• [Quoted passage]
Thimmanayakanpalayam also known as T.N. Palayam is a panchayat village in Ariyankuppam Commune in the Union Territory of Puducherry.  It is also a revenue village under Ariyankuppam Firka

Geography
Thimmanayakanpalayam is bordered by Abishegapakkam in the north, rest of all directions is bordered by Malaattar River.

Demographics
Thimmanayakanpalayam has an average literacy rate of 81.49%, male literacy is 88.89%, and female literacy is 74.13%. In Thimmanayakanpalayam, 10% of the population is under 6 years of age.

Transport
Thimmanayakanpalayam is located at 3.1 km from Abishegapakkam on Abishegapakkam - TN Palayam Road. Abishegapakkam can be reached by any bus between Pondicherry and  Bahoor, Madukarai and Karaiyanputtur running via Ariyankuppam.  From Abishegapakkam, one has to walk 3.1 km to reach Thimmanayakanpalayam.  Thimmanayakanpalayam can also be reached directly by PRTC Bus (Route No. 5A) running between Pondicherry and Thimmanayakanpalayam but the frequency is very less.

• [What to do]
What do you get if you write out everything in the village description from "Thimmanayakanpalayam also known" down to "by Malaattar River." again, switching "Malaattar River" for "Malaattar"? Answer from the village description alone.

• [Records provided]
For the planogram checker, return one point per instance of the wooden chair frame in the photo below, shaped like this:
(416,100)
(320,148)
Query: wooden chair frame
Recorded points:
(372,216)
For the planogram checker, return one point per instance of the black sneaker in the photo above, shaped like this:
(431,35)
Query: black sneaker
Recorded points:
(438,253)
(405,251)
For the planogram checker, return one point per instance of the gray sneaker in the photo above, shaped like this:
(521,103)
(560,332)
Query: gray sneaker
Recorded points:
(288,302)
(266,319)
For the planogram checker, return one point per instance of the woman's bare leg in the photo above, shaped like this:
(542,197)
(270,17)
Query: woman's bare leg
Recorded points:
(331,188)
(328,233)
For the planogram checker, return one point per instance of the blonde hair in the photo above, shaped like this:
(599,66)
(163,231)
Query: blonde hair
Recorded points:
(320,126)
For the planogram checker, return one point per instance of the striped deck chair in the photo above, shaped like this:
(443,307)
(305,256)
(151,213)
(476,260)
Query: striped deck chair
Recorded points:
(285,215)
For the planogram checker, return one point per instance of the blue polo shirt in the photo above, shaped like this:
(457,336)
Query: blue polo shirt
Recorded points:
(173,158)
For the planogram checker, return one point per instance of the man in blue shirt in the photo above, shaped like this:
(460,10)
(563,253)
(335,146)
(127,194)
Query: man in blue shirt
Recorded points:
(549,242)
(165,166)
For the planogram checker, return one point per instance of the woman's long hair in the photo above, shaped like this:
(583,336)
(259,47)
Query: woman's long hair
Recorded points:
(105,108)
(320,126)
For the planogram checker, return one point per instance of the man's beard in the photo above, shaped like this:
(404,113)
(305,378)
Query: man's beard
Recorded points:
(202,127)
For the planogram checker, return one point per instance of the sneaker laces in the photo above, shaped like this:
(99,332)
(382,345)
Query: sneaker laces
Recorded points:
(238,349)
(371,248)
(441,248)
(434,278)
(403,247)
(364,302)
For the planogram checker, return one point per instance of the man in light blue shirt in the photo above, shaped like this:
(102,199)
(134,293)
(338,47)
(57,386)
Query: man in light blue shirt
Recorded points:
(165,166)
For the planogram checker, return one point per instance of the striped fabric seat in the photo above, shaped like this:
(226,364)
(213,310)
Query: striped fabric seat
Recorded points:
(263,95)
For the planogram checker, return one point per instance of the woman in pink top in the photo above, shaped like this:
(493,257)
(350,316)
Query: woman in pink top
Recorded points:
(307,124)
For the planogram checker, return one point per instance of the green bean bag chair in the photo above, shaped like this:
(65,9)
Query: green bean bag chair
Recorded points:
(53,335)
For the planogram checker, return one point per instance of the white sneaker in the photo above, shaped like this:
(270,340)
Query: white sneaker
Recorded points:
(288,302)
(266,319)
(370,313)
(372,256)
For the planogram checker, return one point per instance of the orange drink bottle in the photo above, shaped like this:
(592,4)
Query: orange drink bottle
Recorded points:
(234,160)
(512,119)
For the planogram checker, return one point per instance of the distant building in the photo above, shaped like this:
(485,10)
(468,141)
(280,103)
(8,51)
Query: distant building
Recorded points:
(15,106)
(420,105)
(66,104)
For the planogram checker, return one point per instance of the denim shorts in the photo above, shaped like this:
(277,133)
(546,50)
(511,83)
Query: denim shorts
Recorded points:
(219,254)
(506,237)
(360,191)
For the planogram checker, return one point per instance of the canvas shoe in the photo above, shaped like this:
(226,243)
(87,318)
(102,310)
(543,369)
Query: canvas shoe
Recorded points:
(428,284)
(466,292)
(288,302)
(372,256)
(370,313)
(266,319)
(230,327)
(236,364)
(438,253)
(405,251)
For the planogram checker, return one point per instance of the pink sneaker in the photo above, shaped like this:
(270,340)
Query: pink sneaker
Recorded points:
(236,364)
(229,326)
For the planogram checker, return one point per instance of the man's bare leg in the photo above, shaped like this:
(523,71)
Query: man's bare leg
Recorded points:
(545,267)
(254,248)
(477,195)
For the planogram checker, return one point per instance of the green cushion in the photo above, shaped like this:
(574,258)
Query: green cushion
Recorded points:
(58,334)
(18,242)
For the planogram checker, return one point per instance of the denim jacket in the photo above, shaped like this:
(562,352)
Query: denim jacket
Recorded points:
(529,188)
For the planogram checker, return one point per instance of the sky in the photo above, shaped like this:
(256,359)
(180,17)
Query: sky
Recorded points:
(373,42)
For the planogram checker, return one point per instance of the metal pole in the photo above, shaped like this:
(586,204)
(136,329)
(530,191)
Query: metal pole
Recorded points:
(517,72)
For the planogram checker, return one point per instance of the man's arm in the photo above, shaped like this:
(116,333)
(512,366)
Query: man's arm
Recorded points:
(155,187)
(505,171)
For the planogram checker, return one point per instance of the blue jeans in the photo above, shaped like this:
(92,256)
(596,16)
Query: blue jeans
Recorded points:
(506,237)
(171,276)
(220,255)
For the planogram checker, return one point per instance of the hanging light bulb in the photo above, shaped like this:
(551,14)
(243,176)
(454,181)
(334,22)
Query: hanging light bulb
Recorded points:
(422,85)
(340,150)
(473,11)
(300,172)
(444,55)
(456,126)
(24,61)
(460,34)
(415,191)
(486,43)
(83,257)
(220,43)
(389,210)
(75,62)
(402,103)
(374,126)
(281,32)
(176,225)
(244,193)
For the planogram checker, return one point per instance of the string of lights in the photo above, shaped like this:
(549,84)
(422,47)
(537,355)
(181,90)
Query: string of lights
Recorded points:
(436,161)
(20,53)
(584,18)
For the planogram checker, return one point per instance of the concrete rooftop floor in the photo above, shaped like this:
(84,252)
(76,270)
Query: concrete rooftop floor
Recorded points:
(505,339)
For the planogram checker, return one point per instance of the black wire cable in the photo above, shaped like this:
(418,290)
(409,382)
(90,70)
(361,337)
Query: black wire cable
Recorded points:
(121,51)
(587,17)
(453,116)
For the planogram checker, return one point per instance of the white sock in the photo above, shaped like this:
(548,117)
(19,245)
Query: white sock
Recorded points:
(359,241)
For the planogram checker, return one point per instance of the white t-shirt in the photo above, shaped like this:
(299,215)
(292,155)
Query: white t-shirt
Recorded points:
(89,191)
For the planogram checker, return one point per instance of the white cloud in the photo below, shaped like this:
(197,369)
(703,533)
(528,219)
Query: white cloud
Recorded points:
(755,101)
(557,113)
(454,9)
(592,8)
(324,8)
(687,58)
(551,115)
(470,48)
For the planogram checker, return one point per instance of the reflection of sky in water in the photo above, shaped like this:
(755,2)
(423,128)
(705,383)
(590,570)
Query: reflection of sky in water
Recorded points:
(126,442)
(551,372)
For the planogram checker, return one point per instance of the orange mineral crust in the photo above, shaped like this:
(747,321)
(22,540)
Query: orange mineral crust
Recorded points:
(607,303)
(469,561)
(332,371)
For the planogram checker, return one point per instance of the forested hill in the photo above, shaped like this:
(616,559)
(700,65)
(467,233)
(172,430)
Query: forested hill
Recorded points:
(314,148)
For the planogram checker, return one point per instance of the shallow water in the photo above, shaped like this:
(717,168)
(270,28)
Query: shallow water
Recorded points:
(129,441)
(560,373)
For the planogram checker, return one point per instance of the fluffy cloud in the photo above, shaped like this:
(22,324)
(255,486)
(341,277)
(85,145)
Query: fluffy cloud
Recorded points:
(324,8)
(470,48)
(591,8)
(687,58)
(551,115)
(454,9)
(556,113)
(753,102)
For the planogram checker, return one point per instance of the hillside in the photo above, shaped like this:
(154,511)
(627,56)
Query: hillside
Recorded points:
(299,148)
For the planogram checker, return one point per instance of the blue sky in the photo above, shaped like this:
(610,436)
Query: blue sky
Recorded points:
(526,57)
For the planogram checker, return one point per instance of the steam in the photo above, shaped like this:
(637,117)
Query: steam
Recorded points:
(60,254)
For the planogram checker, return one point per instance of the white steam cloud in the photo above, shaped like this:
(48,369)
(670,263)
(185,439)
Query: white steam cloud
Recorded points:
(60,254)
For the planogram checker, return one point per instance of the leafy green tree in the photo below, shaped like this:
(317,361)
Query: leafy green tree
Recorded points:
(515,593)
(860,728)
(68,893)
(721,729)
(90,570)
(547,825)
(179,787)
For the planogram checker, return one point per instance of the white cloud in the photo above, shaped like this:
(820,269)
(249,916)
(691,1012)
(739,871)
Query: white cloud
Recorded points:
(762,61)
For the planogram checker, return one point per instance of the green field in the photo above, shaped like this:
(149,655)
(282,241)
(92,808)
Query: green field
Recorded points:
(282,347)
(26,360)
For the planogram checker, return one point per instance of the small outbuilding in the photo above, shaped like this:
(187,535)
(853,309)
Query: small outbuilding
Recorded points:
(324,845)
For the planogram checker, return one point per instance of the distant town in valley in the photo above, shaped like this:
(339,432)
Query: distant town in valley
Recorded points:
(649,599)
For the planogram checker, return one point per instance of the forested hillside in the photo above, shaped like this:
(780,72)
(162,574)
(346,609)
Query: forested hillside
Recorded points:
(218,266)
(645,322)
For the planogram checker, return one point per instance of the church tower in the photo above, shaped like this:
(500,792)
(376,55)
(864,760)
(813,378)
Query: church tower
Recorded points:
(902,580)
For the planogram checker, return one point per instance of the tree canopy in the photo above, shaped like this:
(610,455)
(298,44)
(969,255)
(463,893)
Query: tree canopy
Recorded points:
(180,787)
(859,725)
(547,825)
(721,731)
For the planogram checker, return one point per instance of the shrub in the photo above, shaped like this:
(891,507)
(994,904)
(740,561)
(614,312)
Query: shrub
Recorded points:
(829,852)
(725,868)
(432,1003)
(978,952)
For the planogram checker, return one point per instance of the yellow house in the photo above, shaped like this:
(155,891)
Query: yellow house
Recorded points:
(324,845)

• [The solution]
Thimmanayakanpalayam also known as T.N. Palayam is a panchayat village in Ariyankuppam Commune in the Union Territory of Puducherry.  It is also a revenue village under Ariyankuppam Firka

Geography
Thimmanayakanpalayam is bordered by Abishegapakkam in the north, rest of all directions is bordered by Malaattar.